- [Exercise text]

Python: Regex is not good for re.search (AttributeError: 'NoneType' object has no att

Melcu54 · Jun-28-2023, 06:46 AM

In my html file I have this line:

	<div class="color-black mt-lg-0" id="hidden">, in</div>
    <a href="https://neculaifantanaru.com/en/leadership-pro.html" title="View all articles from Leadership Pro" class="color-green font-weight-600 mx-1" id="hidden">Leadership Pro</a>

I use this regex:

^\s*<a href="(.*?)" title="View`

in order to find this link

https://neculaifantanaru.com/en/leadership-pro.html

In notepad++ the regex search is ok !

The problem is in Python.

FIND: (on line 18)

b_content = re.search('^\s*<a href="(.*?)" title="View', new_file_content).group(1)

REPLACE:

old_file_content = re.sub(', in <a href="(.*?)" title="Vezi', f', in <a href="{b_content}" title="Vezi', old_file_content)

Gives me this error on line 18:

    Traceback (most recent call last):
      File "<module2>", line 18, in <module>
    AttributeError: 'NoneType' object has no attribute 'group'

I, also, try to change that line with:

b_content = re.match(r'^\s*<a href="(.*?)" title="View', new_file_content).group(1)

(Recorded data)

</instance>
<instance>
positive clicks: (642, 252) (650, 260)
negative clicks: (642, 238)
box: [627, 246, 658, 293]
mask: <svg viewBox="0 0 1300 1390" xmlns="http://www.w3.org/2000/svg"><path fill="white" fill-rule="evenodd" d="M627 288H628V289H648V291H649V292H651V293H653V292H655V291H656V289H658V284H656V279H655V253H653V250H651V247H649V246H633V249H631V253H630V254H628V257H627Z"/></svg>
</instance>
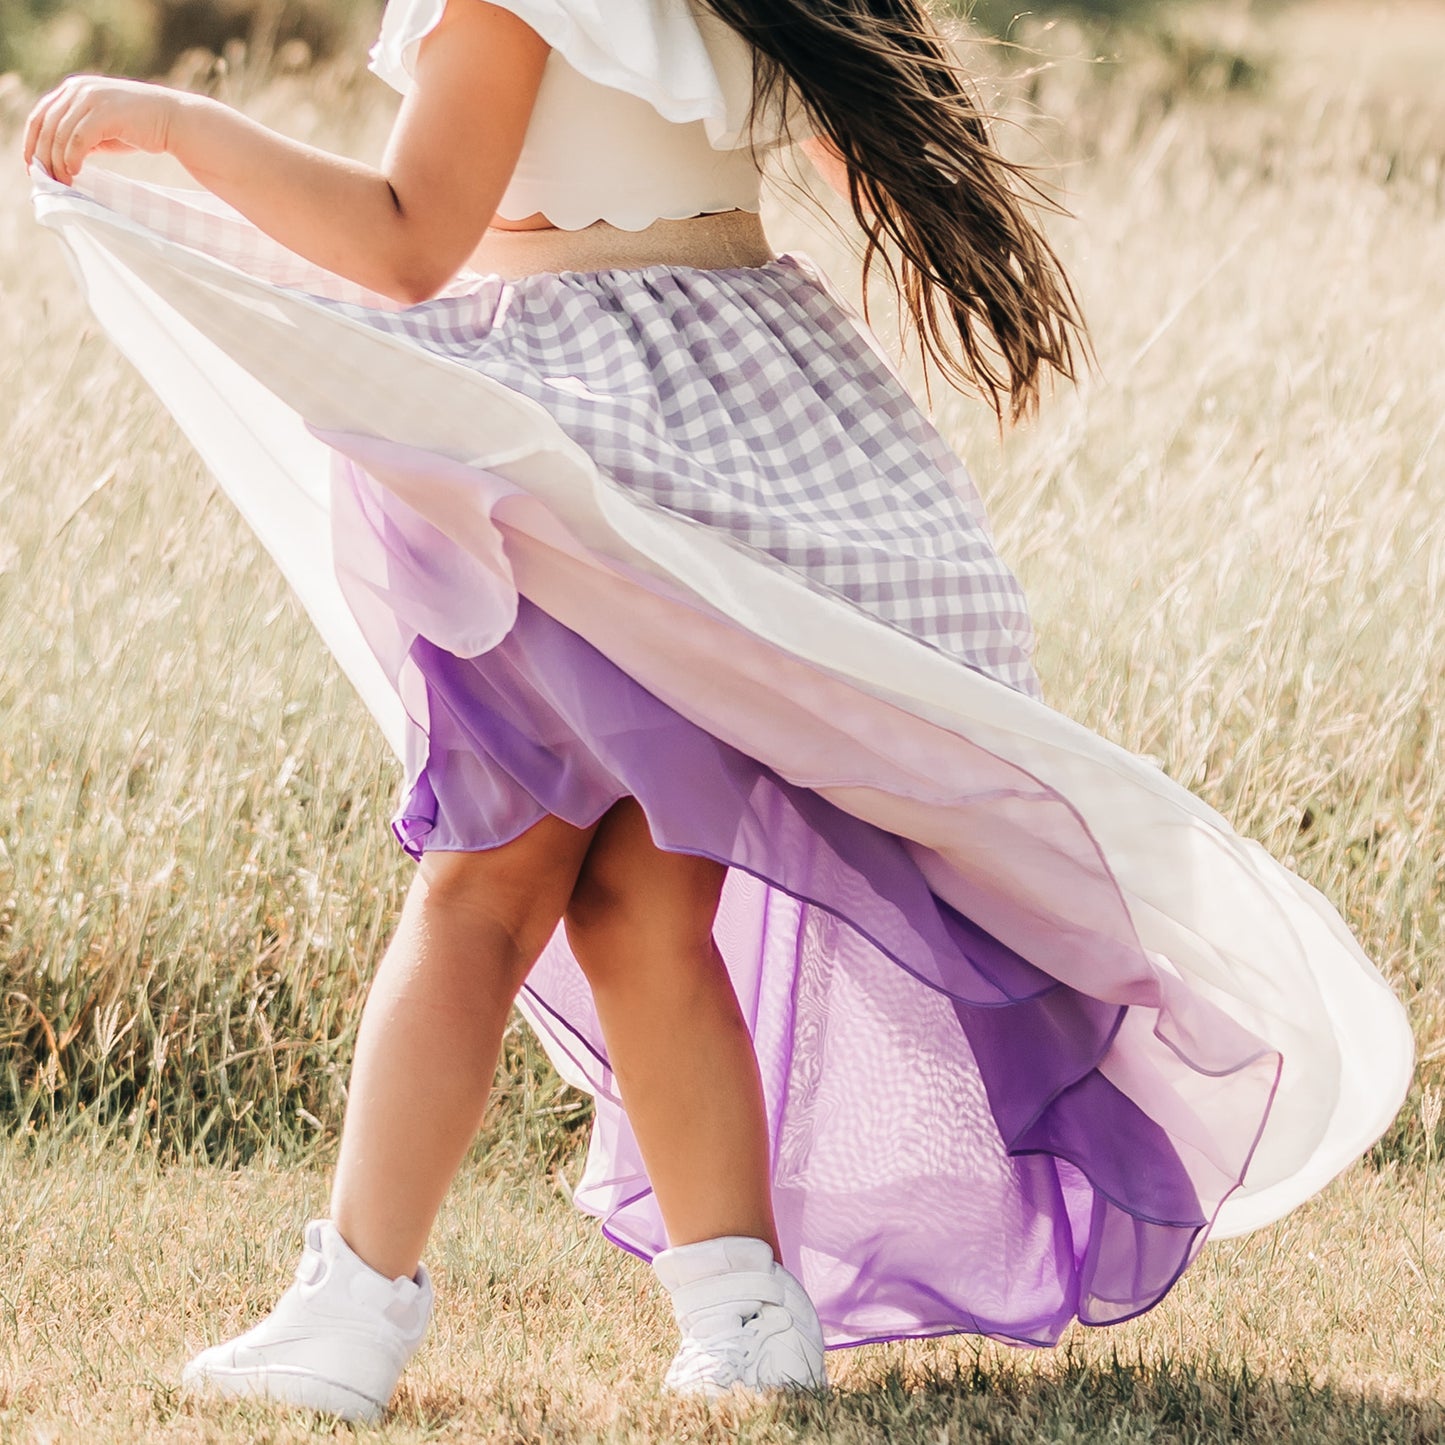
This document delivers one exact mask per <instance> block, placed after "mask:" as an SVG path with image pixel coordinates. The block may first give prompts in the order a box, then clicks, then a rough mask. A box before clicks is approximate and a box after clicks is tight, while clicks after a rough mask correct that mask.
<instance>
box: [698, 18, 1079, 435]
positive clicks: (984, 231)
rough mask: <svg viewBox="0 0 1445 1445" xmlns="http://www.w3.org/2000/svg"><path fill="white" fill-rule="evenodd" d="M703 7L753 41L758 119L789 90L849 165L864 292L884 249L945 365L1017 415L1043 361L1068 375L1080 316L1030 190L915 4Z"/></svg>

- [Tasks]
a: Write out everything in the regex forum post from "in order to" down to "(on line 18)".
b: List every function from Python's re module that is called in the code of the regex forum post.
c: Answer these questions using the regex forum post.
(i) In which editor does the regex search work correctly?
(ii) On which line of the Python code does the error occur?
(iii) Which link is the regex meant to find?

- [Exercise answers]
a:
in order to find this link

https://neculaifantanaru.com/en/leadership-pro.html

In notepad++ the regex search is ok !

The problem is in Python.

FIND: (on line 18)

b:
re.search
re.sub
re.match

c:
(i) Notepad++
(ii) Line 18
(iii) https://neculaifantanaru.com/en/leadership-pro.html